◆ Written problem A:
Write out the part of the 3D printing post below, starting at "I have a much" and ending at "will be perfect.", word for word.

◆ Page text:
I cleaned the bed with 91% Isopropyl Alcohol, upgraded the firmware to the latest stable version (3.1.0) from my old 3.0.1 version, and calibrated everything again. My first layer was printing way too close so it was basically smearing and lifting. It took about 20 calibration prints and several nozzle cleanings to get it acceptable. It was a little frustrating because I would have a partially good calibration, tweak it just a smidge and then the next test would fail or be too high. So I errored on the high side and turned up the heat on the bed. :D

I have a much bigger print going now and it's first layer isn't perfect, but it's much better. It's actually a little too high now, but I'll adjust it tomorrow when this print is done. I'm printing the bee piece from the game the Hive, but I scaled it up close to 500% so it's about 80mm wide and 60mm thick. It's for my wife, but I'm going to adjust the Z again and print another one to see if I can get it perfect. I need 3 of them in total for my wife and two of her friends. Hopefully the second or third will be perfect.

◆ Supplied data:

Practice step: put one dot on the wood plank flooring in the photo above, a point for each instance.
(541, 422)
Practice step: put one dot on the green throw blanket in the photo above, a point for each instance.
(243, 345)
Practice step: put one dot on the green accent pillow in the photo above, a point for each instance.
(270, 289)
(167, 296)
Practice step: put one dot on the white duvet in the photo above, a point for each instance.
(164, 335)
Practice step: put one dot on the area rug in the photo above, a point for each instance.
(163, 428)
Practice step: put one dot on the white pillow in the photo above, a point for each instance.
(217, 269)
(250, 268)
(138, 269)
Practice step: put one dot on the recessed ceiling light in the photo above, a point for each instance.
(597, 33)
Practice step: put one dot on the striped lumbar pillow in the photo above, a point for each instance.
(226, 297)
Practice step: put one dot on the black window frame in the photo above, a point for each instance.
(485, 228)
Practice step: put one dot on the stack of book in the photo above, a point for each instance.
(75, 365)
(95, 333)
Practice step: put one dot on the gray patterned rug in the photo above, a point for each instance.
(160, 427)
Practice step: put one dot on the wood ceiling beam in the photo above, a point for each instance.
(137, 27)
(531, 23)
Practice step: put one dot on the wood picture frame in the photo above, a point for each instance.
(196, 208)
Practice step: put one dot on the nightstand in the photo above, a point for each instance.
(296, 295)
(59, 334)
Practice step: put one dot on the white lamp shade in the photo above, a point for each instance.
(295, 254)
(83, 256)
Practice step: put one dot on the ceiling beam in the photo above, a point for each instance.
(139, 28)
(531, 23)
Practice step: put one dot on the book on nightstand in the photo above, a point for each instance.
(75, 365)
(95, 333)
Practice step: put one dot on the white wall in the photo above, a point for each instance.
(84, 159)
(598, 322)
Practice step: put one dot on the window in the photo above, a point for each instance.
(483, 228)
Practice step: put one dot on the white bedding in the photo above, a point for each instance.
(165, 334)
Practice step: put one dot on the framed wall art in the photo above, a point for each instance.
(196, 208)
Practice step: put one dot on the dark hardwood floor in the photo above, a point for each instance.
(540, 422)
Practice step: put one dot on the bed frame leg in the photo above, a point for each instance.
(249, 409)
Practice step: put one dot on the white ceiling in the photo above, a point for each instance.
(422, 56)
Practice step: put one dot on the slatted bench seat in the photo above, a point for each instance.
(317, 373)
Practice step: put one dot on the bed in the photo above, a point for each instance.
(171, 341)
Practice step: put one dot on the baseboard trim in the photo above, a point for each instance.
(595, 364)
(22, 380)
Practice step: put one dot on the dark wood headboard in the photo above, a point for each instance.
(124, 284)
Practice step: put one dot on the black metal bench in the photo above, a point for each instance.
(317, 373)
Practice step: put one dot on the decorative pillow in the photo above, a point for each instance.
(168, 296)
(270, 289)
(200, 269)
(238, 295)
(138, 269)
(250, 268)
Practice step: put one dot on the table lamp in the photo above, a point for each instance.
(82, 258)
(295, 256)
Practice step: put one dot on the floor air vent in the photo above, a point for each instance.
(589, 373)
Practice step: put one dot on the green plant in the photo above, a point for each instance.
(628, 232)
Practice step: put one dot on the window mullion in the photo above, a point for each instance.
--
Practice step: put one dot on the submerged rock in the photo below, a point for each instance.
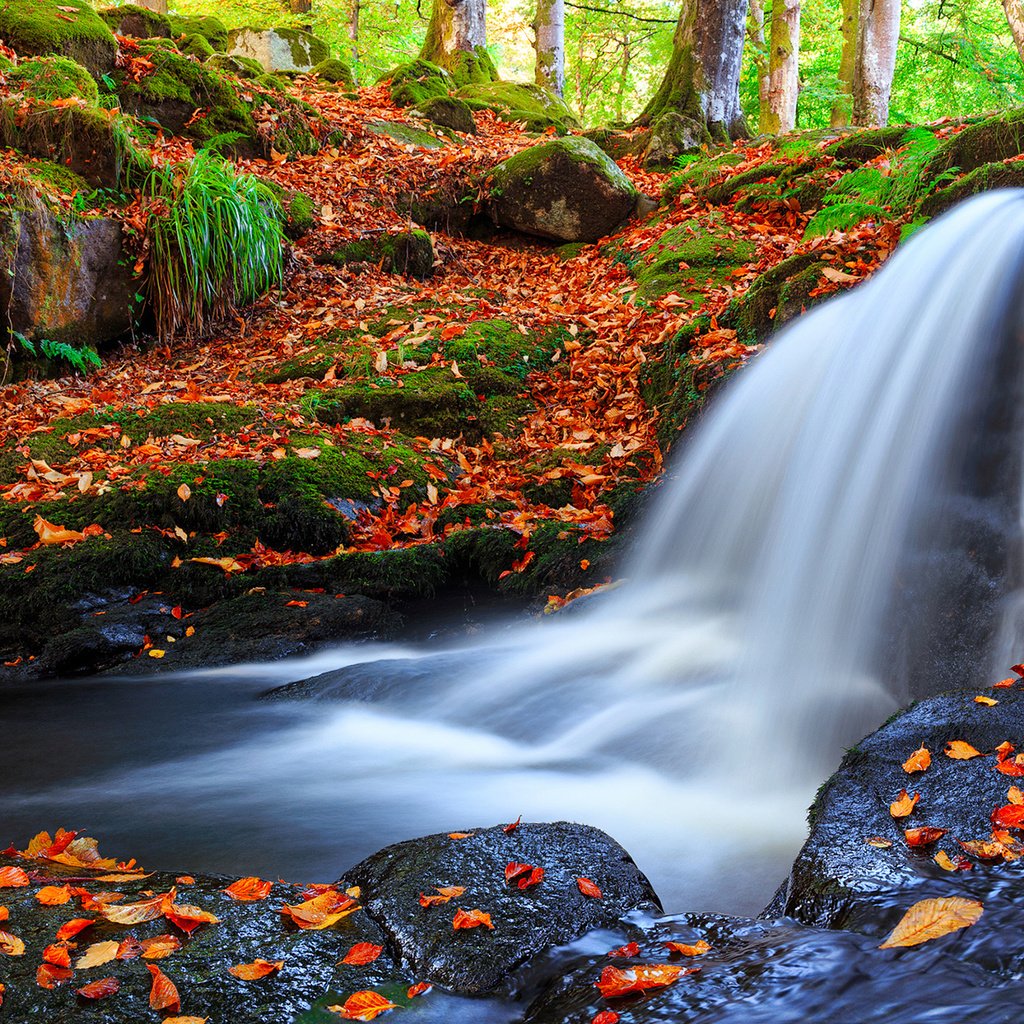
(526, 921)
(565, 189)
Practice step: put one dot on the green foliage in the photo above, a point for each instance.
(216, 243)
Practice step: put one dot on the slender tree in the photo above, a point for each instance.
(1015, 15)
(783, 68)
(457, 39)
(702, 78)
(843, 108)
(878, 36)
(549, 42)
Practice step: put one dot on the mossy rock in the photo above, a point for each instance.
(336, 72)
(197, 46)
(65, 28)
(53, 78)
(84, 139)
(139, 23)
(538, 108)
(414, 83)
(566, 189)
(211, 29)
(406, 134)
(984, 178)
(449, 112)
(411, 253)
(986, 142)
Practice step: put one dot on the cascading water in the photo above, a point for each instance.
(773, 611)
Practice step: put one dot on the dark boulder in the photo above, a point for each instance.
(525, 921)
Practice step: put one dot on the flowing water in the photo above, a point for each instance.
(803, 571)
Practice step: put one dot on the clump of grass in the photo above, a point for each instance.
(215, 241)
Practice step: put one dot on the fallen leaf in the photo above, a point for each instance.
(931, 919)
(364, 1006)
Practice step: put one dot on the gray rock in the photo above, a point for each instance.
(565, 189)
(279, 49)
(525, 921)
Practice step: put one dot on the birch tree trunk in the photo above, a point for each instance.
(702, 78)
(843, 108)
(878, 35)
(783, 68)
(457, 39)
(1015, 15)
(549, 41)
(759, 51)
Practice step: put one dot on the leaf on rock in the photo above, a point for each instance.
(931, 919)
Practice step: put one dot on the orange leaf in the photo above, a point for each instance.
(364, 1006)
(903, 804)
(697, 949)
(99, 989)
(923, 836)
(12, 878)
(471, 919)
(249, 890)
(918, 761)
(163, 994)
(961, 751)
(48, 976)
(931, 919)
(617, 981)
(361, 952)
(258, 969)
...
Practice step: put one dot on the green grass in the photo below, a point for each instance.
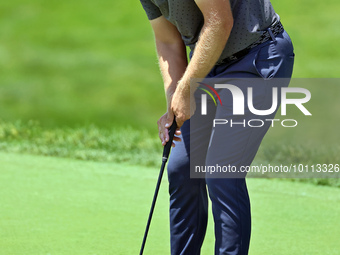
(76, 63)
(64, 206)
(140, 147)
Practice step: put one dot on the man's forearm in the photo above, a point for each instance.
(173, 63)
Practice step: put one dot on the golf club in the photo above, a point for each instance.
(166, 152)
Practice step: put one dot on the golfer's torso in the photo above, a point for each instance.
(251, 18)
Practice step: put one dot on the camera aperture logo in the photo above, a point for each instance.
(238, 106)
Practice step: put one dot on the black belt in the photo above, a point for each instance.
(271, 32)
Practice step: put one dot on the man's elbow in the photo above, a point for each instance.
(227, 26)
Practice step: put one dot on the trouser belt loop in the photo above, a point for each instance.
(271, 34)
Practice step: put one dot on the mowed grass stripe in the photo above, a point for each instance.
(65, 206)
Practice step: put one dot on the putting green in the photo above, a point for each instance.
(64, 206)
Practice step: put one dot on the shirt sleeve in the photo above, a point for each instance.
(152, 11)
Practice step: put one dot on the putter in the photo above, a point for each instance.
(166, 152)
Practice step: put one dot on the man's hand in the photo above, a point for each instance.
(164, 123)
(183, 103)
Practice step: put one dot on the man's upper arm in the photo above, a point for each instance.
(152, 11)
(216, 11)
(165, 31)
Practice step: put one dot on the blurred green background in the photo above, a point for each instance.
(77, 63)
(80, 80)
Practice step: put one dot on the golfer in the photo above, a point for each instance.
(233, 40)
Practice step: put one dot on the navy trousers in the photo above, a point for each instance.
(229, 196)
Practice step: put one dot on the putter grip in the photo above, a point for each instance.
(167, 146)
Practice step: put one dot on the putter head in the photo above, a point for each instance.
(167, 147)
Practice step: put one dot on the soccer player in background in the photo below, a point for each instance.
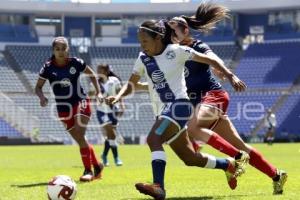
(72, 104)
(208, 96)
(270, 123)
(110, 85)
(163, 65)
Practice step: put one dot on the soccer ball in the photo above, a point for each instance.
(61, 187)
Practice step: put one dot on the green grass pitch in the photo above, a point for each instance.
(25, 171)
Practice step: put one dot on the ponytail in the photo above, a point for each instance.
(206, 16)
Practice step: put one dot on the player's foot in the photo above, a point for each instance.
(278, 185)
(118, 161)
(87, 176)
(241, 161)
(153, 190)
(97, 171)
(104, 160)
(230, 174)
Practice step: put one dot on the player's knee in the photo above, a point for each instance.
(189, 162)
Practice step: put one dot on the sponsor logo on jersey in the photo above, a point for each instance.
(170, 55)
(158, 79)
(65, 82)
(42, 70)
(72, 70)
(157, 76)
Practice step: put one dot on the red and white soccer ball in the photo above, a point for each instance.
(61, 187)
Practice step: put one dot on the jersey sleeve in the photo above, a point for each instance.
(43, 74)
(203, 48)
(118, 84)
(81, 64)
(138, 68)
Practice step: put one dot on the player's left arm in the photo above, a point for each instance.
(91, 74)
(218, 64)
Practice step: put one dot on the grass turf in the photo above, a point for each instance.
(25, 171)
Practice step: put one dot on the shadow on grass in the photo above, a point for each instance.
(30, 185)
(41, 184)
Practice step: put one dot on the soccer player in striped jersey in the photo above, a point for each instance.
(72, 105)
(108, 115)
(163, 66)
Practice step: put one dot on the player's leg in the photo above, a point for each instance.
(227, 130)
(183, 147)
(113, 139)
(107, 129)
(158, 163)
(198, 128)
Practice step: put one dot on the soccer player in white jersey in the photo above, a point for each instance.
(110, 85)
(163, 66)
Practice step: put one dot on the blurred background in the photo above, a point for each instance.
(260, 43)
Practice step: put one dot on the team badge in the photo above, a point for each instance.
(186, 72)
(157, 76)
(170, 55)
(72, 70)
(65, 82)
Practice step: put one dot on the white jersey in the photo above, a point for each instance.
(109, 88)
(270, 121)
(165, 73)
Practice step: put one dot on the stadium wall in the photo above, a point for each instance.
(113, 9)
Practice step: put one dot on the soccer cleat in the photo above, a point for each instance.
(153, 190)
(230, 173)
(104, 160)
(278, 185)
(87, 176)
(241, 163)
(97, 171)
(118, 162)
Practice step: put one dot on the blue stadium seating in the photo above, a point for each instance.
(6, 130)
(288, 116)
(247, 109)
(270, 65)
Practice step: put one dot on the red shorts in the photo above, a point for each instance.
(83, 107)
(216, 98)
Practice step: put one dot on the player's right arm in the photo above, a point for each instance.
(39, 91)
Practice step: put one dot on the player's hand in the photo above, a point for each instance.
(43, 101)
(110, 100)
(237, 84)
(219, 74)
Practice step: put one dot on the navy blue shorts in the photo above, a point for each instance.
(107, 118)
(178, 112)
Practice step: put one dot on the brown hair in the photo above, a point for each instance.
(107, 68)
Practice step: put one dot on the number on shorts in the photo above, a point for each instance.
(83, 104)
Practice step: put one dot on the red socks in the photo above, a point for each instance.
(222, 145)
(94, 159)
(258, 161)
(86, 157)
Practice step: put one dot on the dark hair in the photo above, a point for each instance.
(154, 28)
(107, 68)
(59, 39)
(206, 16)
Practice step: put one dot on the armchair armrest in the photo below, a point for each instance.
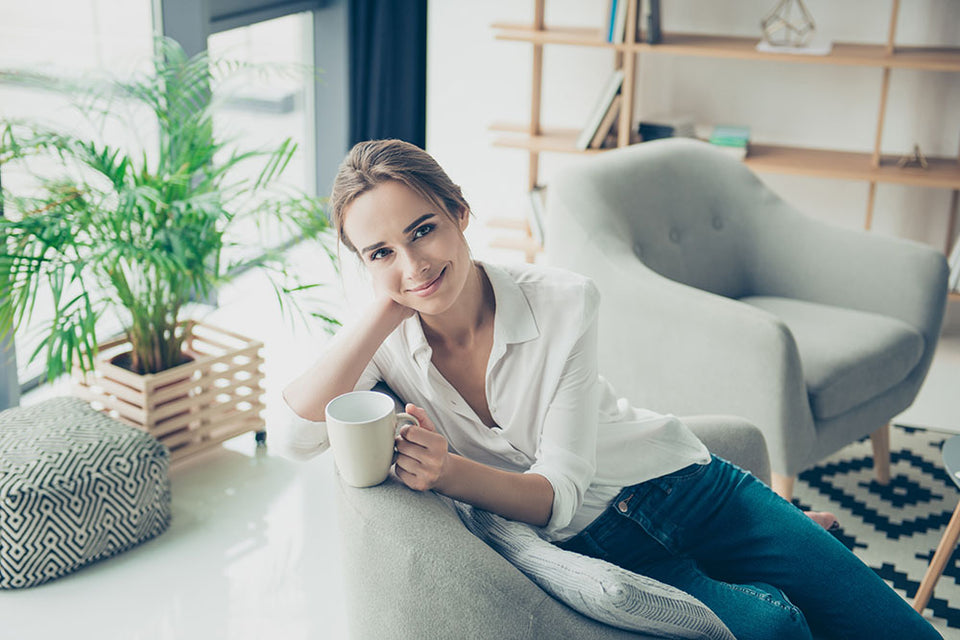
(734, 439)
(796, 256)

◆ Written problem B:
Count how many lines in the records above contain the string "sleeve", matching case exactly, and reply with only that number.

◆ Finished answer A:
I have a much bigger print going now and it's first layer isn't perfect, but it's much better. It's actually a little too high now, but I'll adjust it tomorrow when this print is done. I'm printing the bee piece from the game the Hive, but I scaled it up close to 500% so it's about 80mm wide and 60mm thick. It's for my wife, but I'm going to adjust the Z again and print another one to see if I can get it perfect. I need 3 of them in total for my wife and two of her friends. Hopefully the second or third will be perfect.

◆ Finished answer B:
2